DATASET Block Start

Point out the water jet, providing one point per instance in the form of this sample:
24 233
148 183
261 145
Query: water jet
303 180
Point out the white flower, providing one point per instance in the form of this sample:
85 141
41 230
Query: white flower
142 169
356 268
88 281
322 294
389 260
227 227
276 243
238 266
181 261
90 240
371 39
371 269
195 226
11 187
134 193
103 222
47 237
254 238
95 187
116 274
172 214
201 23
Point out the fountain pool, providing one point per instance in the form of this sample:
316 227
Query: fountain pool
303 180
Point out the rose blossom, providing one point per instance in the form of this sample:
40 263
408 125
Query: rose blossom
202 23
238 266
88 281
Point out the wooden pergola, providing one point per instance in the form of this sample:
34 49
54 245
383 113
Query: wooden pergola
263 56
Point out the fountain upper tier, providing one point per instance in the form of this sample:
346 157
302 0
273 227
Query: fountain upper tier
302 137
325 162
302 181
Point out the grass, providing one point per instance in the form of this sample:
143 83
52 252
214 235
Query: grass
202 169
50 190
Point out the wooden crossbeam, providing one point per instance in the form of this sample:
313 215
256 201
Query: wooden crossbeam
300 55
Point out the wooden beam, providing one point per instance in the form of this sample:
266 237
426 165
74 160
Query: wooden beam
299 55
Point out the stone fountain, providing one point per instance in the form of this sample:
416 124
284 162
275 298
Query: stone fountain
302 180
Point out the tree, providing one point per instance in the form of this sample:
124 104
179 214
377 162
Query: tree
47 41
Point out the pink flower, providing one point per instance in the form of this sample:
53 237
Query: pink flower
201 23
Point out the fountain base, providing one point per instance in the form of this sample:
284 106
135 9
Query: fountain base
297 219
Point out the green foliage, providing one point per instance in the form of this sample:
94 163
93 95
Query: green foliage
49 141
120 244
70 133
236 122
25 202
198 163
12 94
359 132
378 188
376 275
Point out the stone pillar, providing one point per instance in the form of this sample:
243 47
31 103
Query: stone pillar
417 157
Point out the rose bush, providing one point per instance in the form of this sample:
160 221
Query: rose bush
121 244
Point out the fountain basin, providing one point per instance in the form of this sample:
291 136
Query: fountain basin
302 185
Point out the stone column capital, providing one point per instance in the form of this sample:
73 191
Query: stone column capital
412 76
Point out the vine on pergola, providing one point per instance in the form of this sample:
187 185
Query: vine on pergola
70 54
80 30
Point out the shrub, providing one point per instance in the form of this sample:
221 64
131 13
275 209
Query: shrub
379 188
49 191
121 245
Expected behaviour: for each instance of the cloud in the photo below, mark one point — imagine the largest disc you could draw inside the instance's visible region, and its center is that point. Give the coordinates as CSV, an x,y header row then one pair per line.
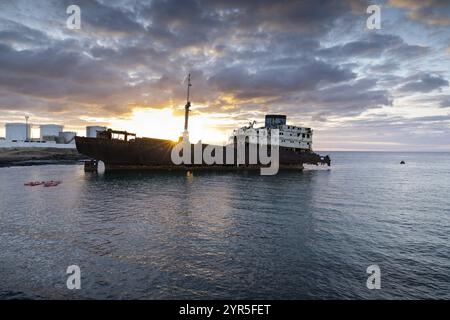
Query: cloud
x,y
312,60
431,12
274,81
424,83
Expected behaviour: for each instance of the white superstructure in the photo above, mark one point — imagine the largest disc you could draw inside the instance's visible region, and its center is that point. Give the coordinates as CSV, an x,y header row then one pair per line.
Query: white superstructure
x,y
292,137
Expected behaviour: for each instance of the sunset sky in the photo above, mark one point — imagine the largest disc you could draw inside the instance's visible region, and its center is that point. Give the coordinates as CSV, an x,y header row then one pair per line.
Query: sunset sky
x,y
314,61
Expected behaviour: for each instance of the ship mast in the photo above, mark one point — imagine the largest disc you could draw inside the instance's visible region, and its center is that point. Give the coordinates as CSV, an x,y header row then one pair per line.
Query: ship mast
x,y
186,111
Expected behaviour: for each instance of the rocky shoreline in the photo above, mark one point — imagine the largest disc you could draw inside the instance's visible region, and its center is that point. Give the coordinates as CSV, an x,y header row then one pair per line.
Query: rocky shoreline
x,y
10,157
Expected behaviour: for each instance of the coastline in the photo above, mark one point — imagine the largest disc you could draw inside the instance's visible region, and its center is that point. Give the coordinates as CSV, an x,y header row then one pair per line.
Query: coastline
x,y
11,157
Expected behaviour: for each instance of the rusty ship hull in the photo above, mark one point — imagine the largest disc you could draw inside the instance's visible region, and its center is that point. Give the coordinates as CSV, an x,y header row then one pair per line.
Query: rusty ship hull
x,y
150,153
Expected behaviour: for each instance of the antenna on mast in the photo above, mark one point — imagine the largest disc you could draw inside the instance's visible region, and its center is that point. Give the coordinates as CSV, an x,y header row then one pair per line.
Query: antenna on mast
x,y
186,111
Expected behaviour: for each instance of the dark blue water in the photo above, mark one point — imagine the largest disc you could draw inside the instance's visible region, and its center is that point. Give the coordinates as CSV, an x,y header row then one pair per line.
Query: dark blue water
x,y
296,235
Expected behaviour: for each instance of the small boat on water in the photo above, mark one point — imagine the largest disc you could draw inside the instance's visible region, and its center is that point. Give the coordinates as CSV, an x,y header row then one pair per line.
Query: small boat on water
x,y
46,184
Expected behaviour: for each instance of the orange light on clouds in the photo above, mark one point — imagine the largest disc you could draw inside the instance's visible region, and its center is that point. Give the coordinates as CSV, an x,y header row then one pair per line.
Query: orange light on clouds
x,y
164,124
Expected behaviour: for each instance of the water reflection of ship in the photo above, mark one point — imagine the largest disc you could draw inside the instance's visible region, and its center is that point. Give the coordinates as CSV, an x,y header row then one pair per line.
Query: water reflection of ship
x,y
123,150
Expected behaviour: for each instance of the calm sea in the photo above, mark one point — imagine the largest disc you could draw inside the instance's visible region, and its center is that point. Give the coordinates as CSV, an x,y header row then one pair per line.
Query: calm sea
x,y
296,235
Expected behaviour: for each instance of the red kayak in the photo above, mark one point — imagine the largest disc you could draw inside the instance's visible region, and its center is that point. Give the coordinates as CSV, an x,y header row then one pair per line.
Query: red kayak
x,y
47,184
34,183
51,183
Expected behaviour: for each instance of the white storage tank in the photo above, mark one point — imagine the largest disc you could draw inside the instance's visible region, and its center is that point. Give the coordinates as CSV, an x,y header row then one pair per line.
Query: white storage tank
x,y
66,137
91,131
50,130
17,131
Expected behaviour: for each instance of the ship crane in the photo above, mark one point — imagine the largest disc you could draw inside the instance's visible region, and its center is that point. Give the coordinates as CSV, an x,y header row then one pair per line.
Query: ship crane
x,y
186,112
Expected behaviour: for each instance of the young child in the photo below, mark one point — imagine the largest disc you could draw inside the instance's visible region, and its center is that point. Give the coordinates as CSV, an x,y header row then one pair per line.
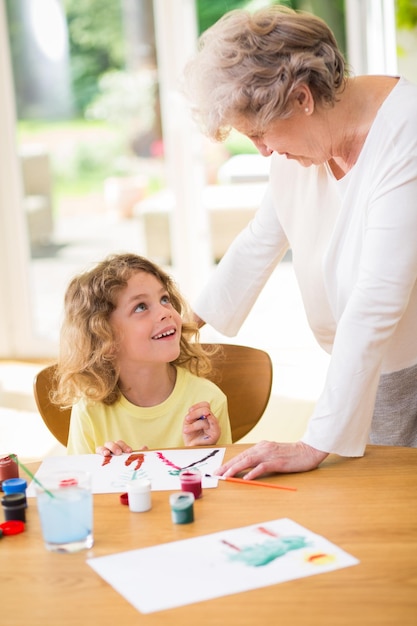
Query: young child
x,y
128,367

DATASET Block End

▸ EXERCISE DIRECTIONS: In the records above, locate every line with the string "below" and copy it.

▸ YOUR RESPONSE:
Expected behaviour: for each instance of the cloud in the photo below, mark one point — imagine the largest disc you could draw inside the instance's visible region, and its center is that point. Give the coordinates as CSV, an x,y header row then one pair per line.
Expected behaviour: for each instance of the young child in the photo below, mark one point — imagine the largest disc you could draw inside the instance's visible region, and its center is that point. Give the coordinates as CSV, an x,y header row then one pair per line.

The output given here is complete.